**Work request:** Only the lines holding the string "target" are needed; copy each of them from the data.

***

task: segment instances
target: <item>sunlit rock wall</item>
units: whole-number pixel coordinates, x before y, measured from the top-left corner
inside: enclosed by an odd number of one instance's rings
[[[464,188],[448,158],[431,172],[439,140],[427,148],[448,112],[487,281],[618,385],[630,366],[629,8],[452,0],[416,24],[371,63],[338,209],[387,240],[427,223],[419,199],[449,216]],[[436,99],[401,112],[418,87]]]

***

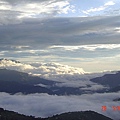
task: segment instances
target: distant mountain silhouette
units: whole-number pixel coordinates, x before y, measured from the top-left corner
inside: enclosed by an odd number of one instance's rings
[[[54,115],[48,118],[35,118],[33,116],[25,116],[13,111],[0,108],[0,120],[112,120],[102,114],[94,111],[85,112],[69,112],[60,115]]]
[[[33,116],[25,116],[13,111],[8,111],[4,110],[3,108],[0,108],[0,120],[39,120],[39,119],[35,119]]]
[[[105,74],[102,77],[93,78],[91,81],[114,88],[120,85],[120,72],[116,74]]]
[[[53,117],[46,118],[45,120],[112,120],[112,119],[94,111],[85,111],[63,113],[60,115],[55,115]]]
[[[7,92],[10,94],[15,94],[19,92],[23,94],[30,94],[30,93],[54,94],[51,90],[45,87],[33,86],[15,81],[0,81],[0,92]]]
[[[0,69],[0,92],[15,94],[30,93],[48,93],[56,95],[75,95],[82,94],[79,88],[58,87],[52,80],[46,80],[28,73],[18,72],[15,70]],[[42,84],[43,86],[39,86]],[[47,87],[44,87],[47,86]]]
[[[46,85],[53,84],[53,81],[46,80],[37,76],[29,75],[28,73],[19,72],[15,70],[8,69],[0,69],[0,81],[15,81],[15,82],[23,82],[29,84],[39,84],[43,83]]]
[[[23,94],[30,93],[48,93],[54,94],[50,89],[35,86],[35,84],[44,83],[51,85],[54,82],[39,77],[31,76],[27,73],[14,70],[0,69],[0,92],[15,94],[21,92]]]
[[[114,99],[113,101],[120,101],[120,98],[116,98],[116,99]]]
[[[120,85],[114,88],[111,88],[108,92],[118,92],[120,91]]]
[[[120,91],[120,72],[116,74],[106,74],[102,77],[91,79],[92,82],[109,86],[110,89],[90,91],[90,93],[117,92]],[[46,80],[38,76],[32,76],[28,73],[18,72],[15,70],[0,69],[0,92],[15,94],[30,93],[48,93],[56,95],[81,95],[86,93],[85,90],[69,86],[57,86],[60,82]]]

***

**Task answer:**
target: <item>sunlit rock wall</item>
target: distant mountain silhouette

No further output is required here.